- **OPDRACHT**
Noem alle datums in de studietekst hieronder die met dag, maand en jaar zijn geschreven, in de volgorde waarin ze voorkomen.

··· STUDIETEKST

In reactie daarop reageert (de gemachtigde van ) [verweerder] onder meer als volgt:
“(…) In uw mail verzoekt u cliënt om de werkzaamheden te hervatten. Dit zal cliënt gaan doen, echter wel conform het laatste advies van de bedrijfsarts. Dat betekent dat cliënt per a.s. maandag 14 december vanuit zijn thuisomgeving een aanvang zal maken met het oppakken van enkele werkzaamheden, die hij naar eigen inzicht en regelmogelijkheden kan gaan uitvoeren. Daarmee voldoet hij derhalve aan zijn (re-integratie)verplichtingen. (…)”
De gemachtigde van [verzoekster] laat daarop per mail weten:
“(…) De heer [verweerder] wordt komende maandag op kantoor verwacht zoals aangegeven. Het naar eigen inzicht oppakken van enige werkzaamheden vanuit huis, is niet akkoord. Uiteraard kan, en zal, de nadere invulling van de werkzaamheden maandag nader worden besproken maar dit is niet aan de heer [verweerder] .
De salarisbetaling zal weer worden hervat vanaf het moment dat ook de heer [verweerder] zijn werkzaamheden weer hervat. (…)”
Op 14 december 2020 sommeert (de gemachtigde) van [verweerder] [verzoekster] tot betaling van het achterstallige loon over te gaan, bij gebreke waarvan een kort geding zal worden gestart. In reactie daarop laat [verzoekster] op 15 december 2020 weten de salarisbetalingen vanaf december weer te hervatten.
Het loon over het tijdvak van 8 september 2020 tot 1 december 2020 is door [verzoekster] tot op heden niet aan [verweerder] betaald.
3 Het verzoek van [verzoekster]
verzoekt, bij beschikking uitvoerbaar bij voorraad, de arbeidsovereenkomst tussen partijen te ontbinden, op zo kort mogelijke termijn, met veroordeling van [verweerder] in de proceskosten van deze procedure.

······
··· DE GEGEVENS

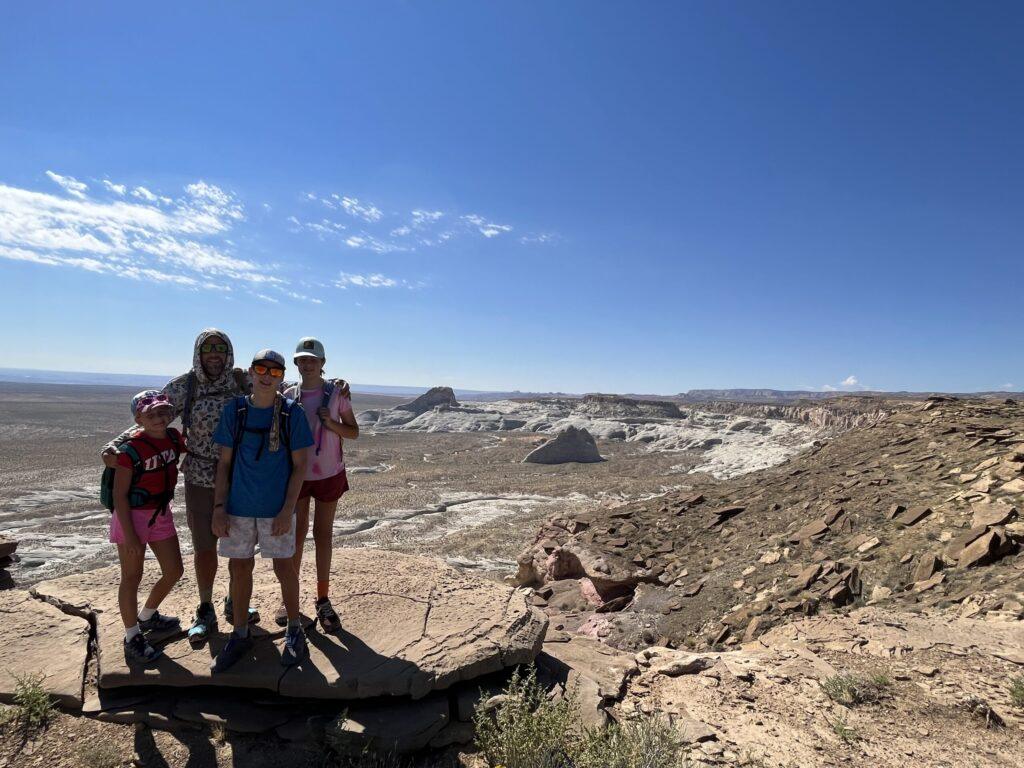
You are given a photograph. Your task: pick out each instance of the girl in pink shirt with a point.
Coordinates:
(326, 480)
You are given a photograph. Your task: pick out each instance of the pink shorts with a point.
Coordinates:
(163, 526)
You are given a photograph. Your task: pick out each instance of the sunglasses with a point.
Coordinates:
(276, 373)
(153, 399)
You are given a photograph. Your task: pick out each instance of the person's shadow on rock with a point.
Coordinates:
(359, 670)
(201, 753)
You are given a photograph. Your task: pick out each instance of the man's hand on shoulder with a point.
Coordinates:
(342, 385)
(110, 458)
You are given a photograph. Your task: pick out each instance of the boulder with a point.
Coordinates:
(992, 513)
(37, 639)
(7, 547)
(570, 444)
(411, 625)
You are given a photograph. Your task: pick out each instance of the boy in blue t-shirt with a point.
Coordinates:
(264, 440)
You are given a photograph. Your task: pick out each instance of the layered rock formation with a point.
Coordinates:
(570, 444)
(920, 508)
(414, 630)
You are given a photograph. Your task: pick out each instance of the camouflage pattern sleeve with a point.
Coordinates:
(176, 389)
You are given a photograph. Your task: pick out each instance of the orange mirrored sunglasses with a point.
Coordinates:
(261, 370)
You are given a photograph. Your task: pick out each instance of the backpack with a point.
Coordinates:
(241, 416)
(138, 497)
(192, 382)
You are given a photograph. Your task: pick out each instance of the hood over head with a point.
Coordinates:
(225, 375)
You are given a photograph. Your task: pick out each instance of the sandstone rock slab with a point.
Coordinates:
(401, 728)
(37, 638)
(411, 625)
(570, 444)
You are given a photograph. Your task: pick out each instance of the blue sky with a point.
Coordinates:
(643, 197)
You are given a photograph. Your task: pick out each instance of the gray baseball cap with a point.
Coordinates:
(268, 355)
(309, 347)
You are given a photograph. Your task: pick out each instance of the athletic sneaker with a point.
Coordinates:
(233, 649)
(229, 615)
(295, 646)
(138, 650)
(159, 623)
(204, 623)
(329, 619)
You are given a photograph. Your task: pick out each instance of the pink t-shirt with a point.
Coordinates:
(326, 458)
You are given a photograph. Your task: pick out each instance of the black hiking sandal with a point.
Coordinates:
(229, 615)
(295, 647)
(235, 649)
(159, 623)
(327, 615)
(204, 623)
(138, 650)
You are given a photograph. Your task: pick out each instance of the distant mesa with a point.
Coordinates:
(443, 396)
(613, 406)
(570, 444)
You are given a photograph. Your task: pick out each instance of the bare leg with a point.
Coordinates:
(131, 577)
(301, 529)
(169, 556)
(242, 589)
(284, 567)
(206, 571)
(324, 538)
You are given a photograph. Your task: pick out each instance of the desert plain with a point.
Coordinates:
(794, 583)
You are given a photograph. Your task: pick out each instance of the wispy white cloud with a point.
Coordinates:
(119, 189)
(421, 217)
(486, 228)
(366, 211)
(365, 281)
(324, 227)
(370, 243)
(70, 184)
(182, 244)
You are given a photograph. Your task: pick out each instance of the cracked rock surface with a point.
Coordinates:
(38, 639)
(412, 625)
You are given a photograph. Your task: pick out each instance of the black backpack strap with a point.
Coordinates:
(189, 398)
(241, 415)
(286, 428)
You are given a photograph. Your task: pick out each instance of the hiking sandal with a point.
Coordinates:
(328, 616)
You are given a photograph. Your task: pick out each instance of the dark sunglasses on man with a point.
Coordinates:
(261, 370)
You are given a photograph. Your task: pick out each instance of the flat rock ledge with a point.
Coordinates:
(412, 626)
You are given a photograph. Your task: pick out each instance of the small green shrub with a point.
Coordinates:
(33, 706)
(842, 728)
(851, 690)
(527, 730)
(1017, 691)
(640, 742)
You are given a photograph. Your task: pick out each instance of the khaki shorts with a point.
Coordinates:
(245, 532)
(199, 512)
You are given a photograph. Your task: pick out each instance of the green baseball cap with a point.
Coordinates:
(309, 347)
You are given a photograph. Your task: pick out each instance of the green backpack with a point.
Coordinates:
(138, 497)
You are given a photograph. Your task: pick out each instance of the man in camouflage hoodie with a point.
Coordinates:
(199, 396)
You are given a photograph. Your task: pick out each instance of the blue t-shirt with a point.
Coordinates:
(259, 484)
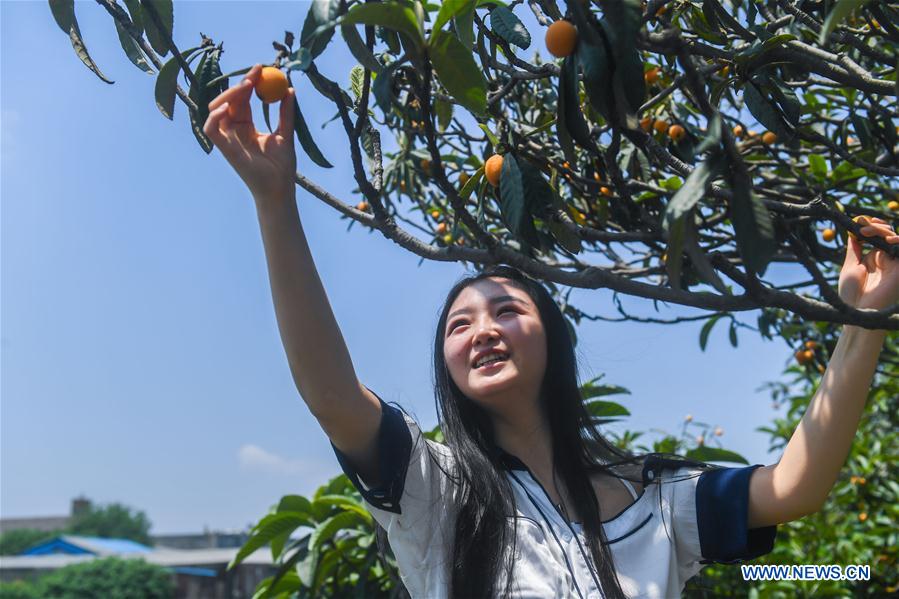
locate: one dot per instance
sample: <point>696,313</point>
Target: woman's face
<point>495,316</point>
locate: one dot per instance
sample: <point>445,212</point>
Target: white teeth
<point>491,358</point>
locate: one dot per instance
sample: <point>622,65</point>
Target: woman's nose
<point>485,330</point>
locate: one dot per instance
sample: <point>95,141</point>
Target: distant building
<point>80,505</point>
<point>197,573</point>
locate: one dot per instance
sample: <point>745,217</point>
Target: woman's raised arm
<point>800,482</point>
<point>316,352</point>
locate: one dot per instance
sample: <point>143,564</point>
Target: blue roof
<point>75,544</point>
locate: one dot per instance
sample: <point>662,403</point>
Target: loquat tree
<point>701,153</point>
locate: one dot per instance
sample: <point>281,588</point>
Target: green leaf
<point>505,24</point>
<point>597,71</point>
<point>494,141</point>
<point>444,112</point>
<point>132,50</point>
<point>570,116</point>
<point>327,529</point>
<point>391,15</point>
<point>358,48</point>
<point>382,88</point>
<point>458,72</point>
<point>818,165</point>
<point>841,9</point>
<point>201,94</point>
<point>166,15</point>
<point>299,59</point>
<point>513,208</point>
<point>64,14</point>
<point>714,454</point>
<point>706,329</point>
<point>357,74</point>
<point>318,28</point>
<point>693,189</point>
<point>591,390</point>
<point>471,183</point>
<point>268,528</point>
<point>606,409</point>
<point>306,141</point>
<point>449,9</point>
<point>167,84</point>
<point>463,24</point>
<point>767,112</point>
<point>753,228</point>
<point>134,10</point>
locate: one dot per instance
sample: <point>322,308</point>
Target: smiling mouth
<point>492,363</point>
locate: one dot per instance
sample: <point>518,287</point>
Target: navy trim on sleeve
<point>394,445</point>
<point>722,513</point>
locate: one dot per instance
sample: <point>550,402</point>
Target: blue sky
<point>141,361</point>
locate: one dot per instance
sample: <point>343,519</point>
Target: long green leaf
<point>358,48</point>
<point>156,37</point>
<point>306,141</point>
<point>458,72</point>
<point>318,28</point>
<point>391,15</point>
<point>268,528</point>
<point>64,15</point>
<point>606,409</point>
<point>509,27</point>
<point>136,14</point>
<point>570,115</point>
<point>753,229</point>
<point>132,50</point>
<point>167,84</point>
<point>841,9</point>
<point>513,208</point>
<point>706,329</point>
<point>448,10</point>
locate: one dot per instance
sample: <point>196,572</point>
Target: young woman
<point>526,498</point>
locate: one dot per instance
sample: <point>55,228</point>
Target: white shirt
<point>658,542</point>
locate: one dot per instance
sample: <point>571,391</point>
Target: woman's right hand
<point>267,163</point>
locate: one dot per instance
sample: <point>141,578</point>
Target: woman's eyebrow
<point>492,300</point>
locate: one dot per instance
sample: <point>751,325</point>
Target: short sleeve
<point>414,500</point>
<point>710,511</point>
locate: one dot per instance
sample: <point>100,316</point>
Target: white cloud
<point>254,458</point>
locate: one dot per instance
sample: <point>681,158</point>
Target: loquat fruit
<point>494,168</point>
<point>804,356</point>
<point>677,132</point>
<point>561,38</point>
<point>272,85</point>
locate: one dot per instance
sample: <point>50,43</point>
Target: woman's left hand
<point>870,280</point>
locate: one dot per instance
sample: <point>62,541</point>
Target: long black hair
<point>485,499</point>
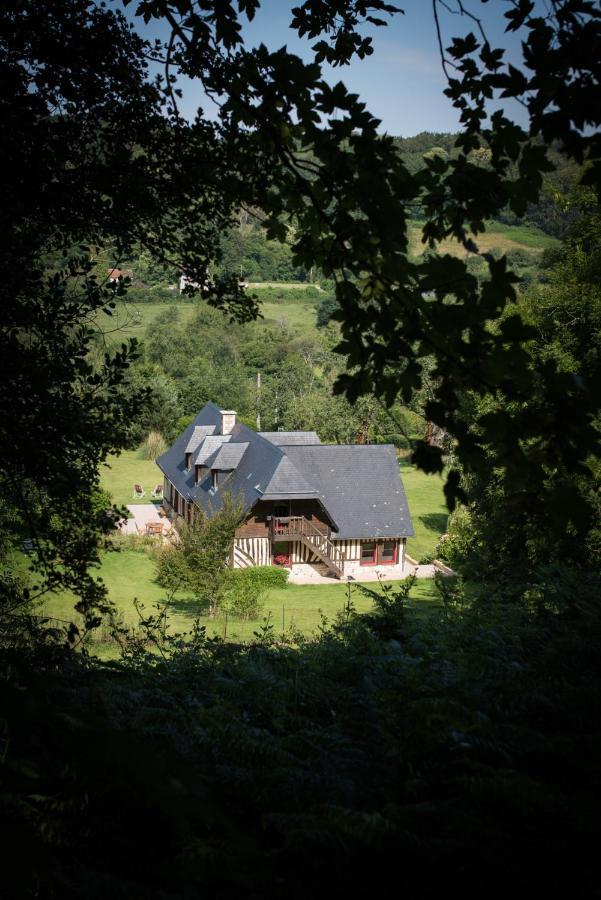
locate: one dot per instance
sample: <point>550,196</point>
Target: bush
<point>262,577</point>
<point>243,600</point>
<point>154,446</point>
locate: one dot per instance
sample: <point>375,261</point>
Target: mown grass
<point>428,510</point>
<point>497,235</point>
<point>132,319</point>
<point>129,576</point>
<point>120,473</point>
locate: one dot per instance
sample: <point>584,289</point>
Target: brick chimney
<point>228,420</point>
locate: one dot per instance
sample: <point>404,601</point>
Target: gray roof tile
<point>359,485</point>
<point>286,438</point>
<point>198,435</point>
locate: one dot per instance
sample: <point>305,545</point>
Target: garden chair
<point>154,528</point>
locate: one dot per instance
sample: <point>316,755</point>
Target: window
<point>389,551</point>
<point>368,553</point>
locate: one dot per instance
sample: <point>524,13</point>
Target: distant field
<point>503,237</point>
<point>428,510</point>
<point>121,472</point>
<point>132,319</point>
<point>296,316</point>
<point>129,575</point>
<point>284,285</point>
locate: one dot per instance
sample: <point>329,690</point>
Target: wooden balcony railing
<point>297,528</point>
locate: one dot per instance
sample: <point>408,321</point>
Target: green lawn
<point>129,575</point>
<point>424,494</point>
<point>119,475</point>
<point>131,319</point>
<point>428,510</point>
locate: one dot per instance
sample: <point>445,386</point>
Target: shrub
<point>154,446</point>
<point>243,600</point>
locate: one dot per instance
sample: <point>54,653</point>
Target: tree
<point>199,559</point>
<point>350,195</point>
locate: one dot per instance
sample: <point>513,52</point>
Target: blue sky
<point>402,83</point>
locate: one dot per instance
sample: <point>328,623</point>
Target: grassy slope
<point>503,237</point>
<point>132,319</point>
<point>129,575</point>
<point>121,472</point>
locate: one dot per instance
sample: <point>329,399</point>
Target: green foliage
<point>154,445</point>
<point>353,748</point>
<point>244,597</point>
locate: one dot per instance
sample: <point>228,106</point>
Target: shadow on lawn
<point>435,522</point>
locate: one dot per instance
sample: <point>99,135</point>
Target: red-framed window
<point>368,553</point>
<point>389,553</point>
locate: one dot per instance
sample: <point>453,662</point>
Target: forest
<point>441,293</point>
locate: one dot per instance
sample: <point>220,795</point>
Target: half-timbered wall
<point>257,524</point>
<point>254,551</point>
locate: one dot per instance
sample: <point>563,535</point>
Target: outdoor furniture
<point>153,528</point>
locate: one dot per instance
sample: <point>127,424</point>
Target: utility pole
<point>258,401</point>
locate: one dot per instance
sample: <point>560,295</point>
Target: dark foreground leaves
<point>403,756</point>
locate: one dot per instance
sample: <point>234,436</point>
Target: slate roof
<point>287,438</point>
<point>358,485</point>
<point>209,448</point>
<point>229,456</point>
<point>198,435</point>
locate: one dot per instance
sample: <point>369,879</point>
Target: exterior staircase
<point>297,528</point>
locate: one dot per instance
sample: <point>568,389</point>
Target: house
<point>115,274</point>
<point>330,506</point>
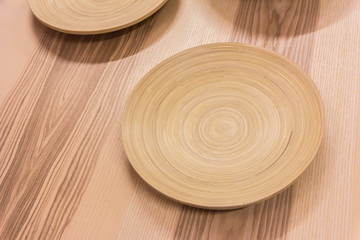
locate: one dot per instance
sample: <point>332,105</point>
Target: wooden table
<point>63,171</point>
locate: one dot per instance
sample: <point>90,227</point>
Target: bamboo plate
<point>222,126</point>
<point>92,16</point>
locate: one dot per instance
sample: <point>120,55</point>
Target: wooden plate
<point>222,126</point>
<point>92,16</point>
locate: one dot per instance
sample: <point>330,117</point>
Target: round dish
<point>222,126</point>
<point>91,16</point>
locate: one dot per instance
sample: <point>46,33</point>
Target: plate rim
<point>308,79</point>
<point>98,31</point>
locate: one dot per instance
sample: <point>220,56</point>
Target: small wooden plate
<point>91,16</point>
<point>222,126</point>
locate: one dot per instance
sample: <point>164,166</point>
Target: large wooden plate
<point>92,16</point>
<point>222,126</point>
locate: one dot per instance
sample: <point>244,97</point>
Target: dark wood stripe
<point>281,26</point>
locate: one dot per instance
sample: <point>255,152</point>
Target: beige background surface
<point>63,171</point>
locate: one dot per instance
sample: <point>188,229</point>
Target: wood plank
<point>63,171</point>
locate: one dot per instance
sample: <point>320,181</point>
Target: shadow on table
<point>265,220</point>
<point>281,17</point>
<point>109,46</point>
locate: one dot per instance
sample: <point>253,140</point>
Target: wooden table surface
<point>63,170</point>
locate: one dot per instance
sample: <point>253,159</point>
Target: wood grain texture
<point>221,126</point>
<point>63,171</point>
<point>92,17</point>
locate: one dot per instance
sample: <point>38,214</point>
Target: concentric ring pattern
<point>222,126</point>
<point>92,16</point>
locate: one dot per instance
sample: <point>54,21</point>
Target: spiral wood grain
<point>91,16</point>
<point>221,126</point>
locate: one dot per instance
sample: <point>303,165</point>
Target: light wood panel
<point>63,170</point>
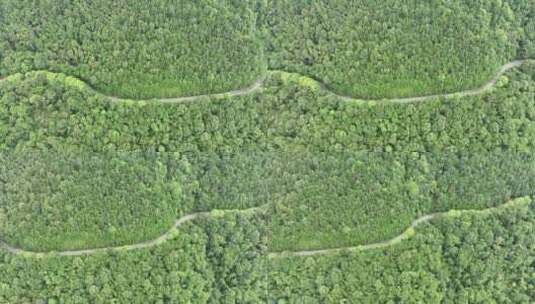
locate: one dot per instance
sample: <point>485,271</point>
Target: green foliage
<point>213,261</point>
<point>136,49</point>
<point>382,49</point>
<point>38,112</point>
<point>467,259</point>
<point>281,146</point>
<point>59,201</point>
<point>346,199</point>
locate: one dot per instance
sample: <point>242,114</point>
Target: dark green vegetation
<point>213,261</point>
<point>382,49</point>
<point>78,170</point>
<point>53,201</point>
<point>282,146</point>
<point>136,49</point>
<point>43,111</point>
<point>343,199</point>
<point>467,259</point>
<point>525,12</point>
<point>164,48</point>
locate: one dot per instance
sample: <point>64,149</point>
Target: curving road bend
<point>260,83</point>
<point>167,236</point>
<point>403,236</point>
<point>190,217</point>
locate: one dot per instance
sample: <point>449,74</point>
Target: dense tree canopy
<point>376,49</point>
<point>138,49</point>
<point>79,169</point>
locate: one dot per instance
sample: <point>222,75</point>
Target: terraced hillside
<point>230,183</point>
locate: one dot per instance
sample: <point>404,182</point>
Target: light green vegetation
<point>59,201</point>
<point>211,261</point>
<point>136,49</point>
<point>472,258</point>
<point>383,49</point>
<point>281,146</point>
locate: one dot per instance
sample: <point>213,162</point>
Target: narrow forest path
<point>403,236</point>
<point>167,236</point>
<point>260,83</point>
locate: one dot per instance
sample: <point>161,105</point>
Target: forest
<point>135,49</point>
<point>167,48</point>
<point>83,168</point>
<point>281,149</point>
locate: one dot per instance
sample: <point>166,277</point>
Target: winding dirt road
<point>168,235</point>
<point>190,217</point>
<point>260,82</point>
<point>403,236</point>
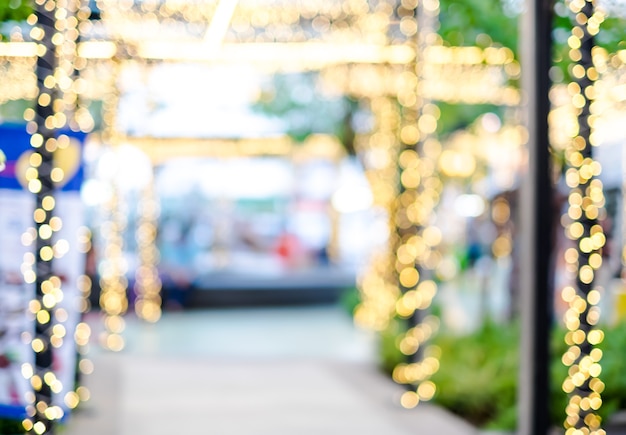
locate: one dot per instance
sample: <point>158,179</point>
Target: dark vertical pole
<point>537,222</point>
<point>46,65</point>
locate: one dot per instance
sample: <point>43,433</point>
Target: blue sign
<point>15,143</point>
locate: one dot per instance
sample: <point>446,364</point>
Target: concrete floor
<point>249,371</point>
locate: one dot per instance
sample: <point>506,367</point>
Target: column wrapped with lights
<point>147,281</point>
<point>55,31</point>
<point>586,202</point>
<point>416,239</point>
<point>379,151</point>
<point>113,266</point>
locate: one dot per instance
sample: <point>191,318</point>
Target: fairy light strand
<point>147,282</point>
<point>415,248</point>
<point>585,210</point>
<point>55,32</point>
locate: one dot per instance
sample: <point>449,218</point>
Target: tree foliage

······

- **ANTWOORD**
- 14 december 2020
- 15 december 2020
- 8 september 2020
- 1 december 2020